Segment Open

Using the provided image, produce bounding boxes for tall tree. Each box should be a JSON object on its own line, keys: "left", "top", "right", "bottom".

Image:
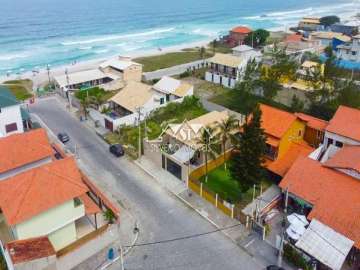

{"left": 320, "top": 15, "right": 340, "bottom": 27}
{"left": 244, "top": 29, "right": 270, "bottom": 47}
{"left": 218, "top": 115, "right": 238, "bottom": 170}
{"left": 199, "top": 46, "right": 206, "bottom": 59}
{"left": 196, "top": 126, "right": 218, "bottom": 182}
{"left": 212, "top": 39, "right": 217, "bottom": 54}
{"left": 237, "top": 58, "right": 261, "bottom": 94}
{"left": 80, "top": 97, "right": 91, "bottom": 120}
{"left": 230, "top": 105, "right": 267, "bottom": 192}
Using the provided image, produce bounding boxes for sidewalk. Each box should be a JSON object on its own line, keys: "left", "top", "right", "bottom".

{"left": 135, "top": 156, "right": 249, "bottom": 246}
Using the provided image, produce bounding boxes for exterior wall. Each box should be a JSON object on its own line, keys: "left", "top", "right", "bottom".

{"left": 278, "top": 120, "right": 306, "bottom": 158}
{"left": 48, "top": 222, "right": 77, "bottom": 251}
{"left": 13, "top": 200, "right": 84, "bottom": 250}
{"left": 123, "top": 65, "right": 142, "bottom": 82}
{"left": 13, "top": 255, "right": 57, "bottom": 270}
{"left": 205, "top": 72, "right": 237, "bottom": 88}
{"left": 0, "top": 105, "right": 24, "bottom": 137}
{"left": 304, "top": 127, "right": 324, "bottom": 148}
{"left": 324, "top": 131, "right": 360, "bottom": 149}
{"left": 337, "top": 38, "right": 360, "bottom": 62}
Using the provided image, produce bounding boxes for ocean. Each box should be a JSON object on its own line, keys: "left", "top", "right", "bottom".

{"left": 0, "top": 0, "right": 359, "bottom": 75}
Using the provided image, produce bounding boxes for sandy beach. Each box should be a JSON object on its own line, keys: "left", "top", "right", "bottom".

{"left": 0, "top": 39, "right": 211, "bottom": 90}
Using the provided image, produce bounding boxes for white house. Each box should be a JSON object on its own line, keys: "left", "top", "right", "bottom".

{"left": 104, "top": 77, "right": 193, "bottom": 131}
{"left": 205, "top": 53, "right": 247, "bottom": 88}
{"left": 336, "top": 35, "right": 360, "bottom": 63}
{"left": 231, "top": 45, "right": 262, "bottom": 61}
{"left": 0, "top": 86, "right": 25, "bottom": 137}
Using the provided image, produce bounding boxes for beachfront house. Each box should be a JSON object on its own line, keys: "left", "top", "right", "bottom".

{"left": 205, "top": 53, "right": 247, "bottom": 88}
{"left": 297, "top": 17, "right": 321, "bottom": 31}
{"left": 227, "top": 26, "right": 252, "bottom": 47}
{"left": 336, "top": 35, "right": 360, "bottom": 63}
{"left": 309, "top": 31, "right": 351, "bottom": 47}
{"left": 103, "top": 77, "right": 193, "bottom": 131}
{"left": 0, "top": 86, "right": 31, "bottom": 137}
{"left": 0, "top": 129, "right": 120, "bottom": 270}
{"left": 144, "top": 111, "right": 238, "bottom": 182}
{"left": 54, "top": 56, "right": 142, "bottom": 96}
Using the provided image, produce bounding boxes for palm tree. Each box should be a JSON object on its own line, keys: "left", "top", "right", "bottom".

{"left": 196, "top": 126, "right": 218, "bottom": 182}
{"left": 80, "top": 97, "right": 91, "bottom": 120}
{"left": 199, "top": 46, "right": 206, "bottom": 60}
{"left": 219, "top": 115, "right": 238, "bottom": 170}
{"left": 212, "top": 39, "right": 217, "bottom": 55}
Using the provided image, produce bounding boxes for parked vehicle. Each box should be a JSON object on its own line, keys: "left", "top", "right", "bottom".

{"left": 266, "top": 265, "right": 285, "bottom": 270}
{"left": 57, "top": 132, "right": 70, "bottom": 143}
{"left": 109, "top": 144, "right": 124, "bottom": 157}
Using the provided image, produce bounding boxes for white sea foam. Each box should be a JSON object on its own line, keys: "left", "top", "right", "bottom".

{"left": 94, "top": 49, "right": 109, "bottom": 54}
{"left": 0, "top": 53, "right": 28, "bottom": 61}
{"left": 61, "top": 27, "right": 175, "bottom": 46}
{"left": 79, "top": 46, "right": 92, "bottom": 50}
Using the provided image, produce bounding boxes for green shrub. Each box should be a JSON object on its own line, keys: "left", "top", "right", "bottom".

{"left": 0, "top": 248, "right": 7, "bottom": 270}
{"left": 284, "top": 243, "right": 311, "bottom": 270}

Segment Closed

• **TASK TO CARRY OUT**
Write out, word for word, the line containing "Using the provided image, produce bounding boxes for green" and all the lines after it in the entries above, and nothing more.

• **WORKED SOLUTION**
Using the provided image, produce bounding boxes for green shrub. Each box should be a JSON object on its own line, keys: "left", "top", "right", "bottom".

{"left": 0, "top": 248, "right": 7, "bottom": 270}
{"left": 284, "top": 243, "right": 311, "bottom": 270}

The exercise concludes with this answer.